## Activities:
1. From the passage on Sudan, reproduce the stretch from "For members of" through "of its Protocol’.".
2. According to the passage on Sudan, which two countries called the UN Security Council's emergency meeting on 4 June?
3. Carry on the passage on Sudan from its last sentence.

## Text provided:
******
The AUC Chairperson, Moussa Faki Mahamat, has released a statement on 3 June. In the statement, he expressed his strong condemnation of the violence and called for ‘an immediate and transparent investigation in order to hold those all responsible accountable’. The statement further stated the demand that
the Sudanese stakeholders return to the negotiations urgently in order to arrive at an inclusive accord, which paves the way for a civilian-led Transitional Authority.

On 4 June, the UN Security Council held an emergency meeting called by the United
Kingdom and Germany. While the Council members did not agree on an outcome document, many have expressed concern over the violence against protesters. The UK condemning the violent crackdown killing so many protesters called for agreed transfer of power to civilian-led government. Germany on its part, noting that legitimacy cannot come from the barrel of a gun, stressed ‘the urgent need for a return to the negotiation table to bring about an inclusive, civilian-led transitional government.’ It was reported that Russia during the emergency session of the Council insisted that the Council should await the response of the AU.

For members of the PSC, there are at least two issues that the current situation presents. The first of this is whether under the current circumstances the PSC can continue to wait until the end of the two-month period it set at its 846th session before determining the application of the measures envisaged under the Lome Decalration of 2000 after a military seized power. At the heart of this question is if these are not the kind of situations envisaged in the PSC’s affirmation at its 852nd session that ‘it shall, at any time deemed appropriate in view of the prevailing circumstances in the country, take the necessary measures, including imposition of sanctions, in line with article 7(g) of its Protocol’.
******
## Dataset:
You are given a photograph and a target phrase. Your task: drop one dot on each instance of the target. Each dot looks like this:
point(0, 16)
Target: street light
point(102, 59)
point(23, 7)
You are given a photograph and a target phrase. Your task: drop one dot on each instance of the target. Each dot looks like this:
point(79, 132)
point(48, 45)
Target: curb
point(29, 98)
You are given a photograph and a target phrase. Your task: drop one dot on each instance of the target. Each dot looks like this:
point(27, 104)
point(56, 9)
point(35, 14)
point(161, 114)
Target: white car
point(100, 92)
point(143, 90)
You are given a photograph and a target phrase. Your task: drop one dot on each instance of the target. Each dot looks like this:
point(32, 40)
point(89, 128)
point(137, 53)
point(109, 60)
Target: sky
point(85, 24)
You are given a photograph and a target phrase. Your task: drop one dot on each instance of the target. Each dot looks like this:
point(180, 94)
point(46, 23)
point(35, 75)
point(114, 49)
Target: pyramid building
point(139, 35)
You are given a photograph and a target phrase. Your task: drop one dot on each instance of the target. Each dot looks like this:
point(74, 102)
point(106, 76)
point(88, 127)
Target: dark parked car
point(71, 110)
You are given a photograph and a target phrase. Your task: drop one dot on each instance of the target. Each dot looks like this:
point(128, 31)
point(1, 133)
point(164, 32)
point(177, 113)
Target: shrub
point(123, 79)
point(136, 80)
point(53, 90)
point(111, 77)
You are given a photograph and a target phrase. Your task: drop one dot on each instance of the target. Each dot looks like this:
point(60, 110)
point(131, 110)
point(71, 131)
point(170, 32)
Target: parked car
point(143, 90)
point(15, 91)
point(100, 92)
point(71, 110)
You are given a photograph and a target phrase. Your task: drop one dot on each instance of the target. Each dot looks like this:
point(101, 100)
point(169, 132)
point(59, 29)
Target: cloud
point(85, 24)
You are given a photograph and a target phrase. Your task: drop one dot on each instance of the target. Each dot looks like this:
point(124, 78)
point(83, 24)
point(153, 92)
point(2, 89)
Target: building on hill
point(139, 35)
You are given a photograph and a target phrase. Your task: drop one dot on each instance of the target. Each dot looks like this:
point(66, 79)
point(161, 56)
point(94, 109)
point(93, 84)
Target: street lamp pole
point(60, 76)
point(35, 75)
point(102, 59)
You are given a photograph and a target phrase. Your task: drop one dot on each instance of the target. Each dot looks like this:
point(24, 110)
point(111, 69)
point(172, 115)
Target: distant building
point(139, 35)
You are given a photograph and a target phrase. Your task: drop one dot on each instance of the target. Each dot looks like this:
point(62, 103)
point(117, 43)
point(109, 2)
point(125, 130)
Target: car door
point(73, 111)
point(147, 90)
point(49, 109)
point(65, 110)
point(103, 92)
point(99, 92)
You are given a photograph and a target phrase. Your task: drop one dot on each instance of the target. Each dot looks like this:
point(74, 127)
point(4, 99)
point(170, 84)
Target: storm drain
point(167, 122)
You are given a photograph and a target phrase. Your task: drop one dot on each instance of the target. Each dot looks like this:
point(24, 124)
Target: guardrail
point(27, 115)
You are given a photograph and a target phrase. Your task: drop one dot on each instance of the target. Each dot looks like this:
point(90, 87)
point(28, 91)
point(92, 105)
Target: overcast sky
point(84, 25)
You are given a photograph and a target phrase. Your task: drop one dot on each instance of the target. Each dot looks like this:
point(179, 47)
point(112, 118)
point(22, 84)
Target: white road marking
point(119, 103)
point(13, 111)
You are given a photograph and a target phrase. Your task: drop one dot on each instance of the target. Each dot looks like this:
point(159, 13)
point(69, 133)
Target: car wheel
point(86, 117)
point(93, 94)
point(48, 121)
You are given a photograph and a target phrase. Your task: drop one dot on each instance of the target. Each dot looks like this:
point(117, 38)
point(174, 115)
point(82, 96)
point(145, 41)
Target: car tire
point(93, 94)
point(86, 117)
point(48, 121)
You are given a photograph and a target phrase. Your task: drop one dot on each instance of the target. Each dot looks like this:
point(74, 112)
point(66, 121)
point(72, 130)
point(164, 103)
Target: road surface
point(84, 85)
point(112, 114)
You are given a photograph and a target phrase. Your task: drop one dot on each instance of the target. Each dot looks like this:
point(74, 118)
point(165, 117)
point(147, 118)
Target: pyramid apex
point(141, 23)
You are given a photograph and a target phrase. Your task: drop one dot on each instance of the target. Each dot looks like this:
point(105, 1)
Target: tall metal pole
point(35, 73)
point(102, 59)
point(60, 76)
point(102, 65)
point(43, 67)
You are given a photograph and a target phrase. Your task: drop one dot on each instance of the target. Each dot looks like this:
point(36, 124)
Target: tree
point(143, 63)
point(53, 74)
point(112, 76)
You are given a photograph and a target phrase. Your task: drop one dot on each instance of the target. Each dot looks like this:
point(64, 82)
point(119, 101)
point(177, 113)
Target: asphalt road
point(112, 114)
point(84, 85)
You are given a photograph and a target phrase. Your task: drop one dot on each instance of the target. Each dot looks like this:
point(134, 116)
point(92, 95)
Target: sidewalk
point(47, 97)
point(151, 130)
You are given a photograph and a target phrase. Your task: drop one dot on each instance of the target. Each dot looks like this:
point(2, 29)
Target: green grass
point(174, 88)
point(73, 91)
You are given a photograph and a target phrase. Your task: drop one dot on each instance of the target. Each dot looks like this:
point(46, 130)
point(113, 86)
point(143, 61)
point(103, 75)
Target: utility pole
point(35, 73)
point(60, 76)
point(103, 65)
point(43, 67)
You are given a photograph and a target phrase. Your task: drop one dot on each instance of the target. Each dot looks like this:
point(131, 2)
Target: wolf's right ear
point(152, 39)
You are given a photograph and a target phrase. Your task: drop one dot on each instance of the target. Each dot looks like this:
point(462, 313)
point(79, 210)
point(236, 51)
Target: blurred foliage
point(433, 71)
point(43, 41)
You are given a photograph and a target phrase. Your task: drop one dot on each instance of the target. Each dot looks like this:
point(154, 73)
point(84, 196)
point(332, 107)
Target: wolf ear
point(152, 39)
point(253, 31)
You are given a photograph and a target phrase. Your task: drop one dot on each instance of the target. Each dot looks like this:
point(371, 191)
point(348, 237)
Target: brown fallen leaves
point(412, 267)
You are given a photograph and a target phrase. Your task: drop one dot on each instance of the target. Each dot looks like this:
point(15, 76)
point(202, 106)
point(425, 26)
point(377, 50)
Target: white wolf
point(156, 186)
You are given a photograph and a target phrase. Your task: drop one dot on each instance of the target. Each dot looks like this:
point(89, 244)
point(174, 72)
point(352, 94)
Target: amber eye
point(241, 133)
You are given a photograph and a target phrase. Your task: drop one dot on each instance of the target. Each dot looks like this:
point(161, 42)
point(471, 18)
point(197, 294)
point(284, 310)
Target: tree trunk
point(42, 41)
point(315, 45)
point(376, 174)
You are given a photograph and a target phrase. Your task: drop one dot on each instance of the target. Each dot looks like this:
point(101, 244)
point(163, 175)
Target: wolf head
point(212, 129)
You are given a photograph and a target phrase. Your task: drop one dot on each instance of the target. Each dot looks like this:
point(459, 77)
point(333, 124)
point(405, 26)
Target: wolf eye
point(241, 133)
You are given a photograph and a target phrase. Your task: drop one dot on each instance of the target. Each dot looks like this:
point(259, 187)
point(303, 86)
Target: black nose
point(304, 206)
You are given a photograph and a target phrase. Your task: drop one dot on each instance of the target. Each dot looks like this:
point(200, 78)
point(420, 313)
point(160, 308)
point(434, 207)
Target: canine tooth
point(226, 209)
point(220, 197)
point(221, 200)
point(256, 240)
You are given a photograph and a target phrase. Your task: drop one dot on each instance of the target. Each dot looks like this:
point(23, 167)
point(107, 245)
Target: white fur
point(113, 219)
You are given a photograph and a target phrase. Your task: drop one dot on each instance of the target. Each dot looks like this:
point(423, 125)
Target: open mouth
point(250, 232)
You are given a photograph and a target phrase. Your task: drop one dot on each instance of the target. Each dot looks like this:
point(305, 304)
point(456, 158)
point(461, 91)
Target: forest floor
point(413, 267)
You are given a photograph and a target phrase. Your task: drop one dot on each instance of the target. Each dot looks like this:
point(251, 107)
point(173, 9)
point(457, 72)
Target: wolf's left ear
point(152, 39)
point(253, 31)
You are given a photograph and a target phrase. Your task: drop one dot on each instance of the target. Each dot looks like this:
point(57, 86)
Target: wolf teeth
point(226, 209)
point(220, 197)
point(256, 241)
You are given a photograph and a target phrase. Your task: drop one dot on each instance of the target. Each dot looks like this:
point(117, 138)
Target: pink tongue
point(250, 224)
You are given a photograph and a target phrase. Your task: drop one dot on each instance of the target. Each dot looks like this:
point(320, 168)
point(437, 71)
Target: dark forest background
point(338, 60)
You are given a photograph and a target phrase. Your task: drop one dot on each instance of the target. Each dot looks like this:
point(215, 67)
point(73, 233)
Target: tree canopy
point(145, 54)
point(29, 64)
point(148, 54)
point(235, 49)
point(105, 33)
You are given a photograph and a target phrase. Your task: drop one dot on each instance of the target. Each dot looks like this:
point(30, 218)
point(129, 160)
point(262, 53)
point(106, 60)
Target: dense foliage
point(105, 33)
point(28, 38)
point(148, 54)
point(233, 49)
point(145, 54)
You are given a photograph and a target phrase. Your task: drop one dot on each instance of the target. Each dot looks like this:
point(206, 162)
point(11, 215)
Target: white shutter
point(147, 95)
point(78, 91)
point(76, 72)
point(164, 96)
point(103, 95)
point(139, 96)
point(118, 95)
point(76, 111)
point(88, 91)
******
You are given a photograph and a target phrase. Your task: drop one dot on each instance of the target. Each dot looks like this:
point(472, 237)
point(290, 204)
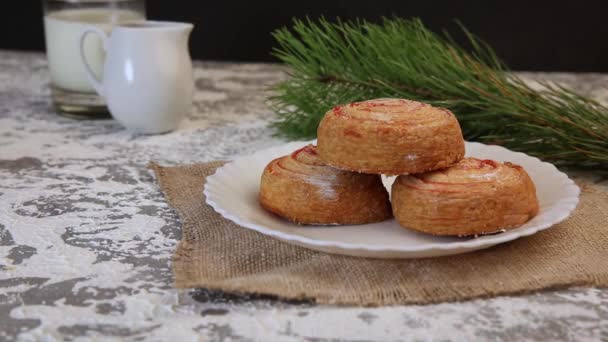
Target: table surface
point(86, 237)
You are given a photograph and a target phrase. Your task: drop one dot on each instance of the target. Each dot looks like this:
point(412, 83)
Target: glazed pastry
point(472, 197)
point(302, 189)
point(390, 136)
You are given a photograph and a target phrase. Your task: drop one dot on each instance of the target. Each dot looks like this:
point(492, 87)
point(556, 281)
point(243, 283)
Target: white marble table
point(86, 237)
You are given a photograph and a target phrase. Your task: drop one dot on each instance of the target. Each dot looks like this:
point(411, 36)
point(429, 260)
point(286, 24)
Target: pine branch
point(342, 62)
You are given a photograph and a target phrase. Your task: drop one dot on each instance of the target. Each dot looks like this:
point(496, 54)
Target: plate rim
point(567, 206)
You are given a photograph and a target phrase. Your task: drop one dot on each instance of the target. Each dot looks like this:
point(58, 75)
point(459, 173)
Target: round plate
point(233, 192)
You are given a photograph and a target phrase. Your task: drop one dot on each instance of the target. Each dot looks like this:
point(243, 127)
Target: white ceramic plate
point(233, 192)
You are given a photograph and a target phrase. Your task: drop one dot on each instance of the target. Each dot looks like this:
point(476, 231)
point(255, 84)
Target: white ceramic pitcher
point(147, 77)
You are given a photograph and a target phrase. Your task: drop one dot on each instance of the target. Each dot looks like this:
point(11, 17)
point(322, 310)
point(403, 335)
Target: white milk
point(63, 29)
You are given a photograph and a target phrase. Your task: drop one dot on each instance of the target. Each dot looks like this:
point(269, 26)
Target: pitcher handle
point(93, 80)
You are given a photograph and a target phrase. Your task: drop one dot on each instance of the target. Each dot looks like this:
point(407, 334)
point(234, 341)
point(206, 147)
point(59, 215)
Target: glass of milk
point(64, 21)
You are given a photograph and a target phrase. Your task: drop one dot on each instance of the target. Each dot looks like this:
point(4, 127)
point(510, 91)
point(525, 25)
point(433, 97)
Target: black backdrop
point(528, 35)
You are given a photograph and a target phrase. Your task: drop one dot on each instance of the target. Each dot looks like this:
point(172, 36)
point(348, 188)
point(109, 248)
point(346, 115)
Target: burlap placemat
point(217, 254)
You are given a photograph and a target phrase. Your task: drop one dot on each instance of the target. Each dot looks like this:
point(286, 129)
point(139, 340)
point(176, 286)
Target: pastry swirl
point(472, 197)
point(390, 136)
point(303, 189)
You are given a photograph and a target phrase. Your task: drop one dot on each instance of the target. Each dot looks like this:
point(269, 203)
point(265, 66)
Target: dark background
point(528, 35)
******
## Per-task answers:
1.
For members of the PSC, there are at least two issues that the current situation presents. The first of this is whether under the current circumstances the PSC can continue to wait until the end of the two-month period it set at its 846th session before determining the application of the measures envisaged under the Lome Decalration of 2000 after a military seized power. At the heart of this question is if these are not the kind of situations envisaged in the PSC’s affirmation at its 852nd session that ‘it shall, at any time deemed appropriate in view of the prevailing circumstances in the country, take the necessary measures, including imposition of sanctions, in line with article 7(g) of its Protocol’.

2. The United Kingdom and Germany.

3.
The other issue on which PSC members may wish to get Mahamat’s view is what the
prospects are for the parties to return back to the negotiating table to continue from where the negotiations stopped. While Burhan in his Eid celebrations address expressed regret about the civilian casualties and affirmed readiness for negotiations, it remains uncertain if the SPA and FDFC will accept resumption of talks and if the negotiations will be from scratch or continue from where they stopped.

An IGAD meeting at the level of Ambassadors has been called. It is expected that the meeting will deliberate on how to respond to the latest developments and on a plan to dispatch a delegation to Khartoum. While IGAD has clearly been slow to respond, the outcome of this meeting informs the position that the Chair of IGAD will present during tomorrow’s session. From the deliberations of the meeting IGAD aligns its position with that of the AU. It is noteworthy that IGAD does not have similar rules against military takeover of power and the measures envisaged under the Lome Decalration.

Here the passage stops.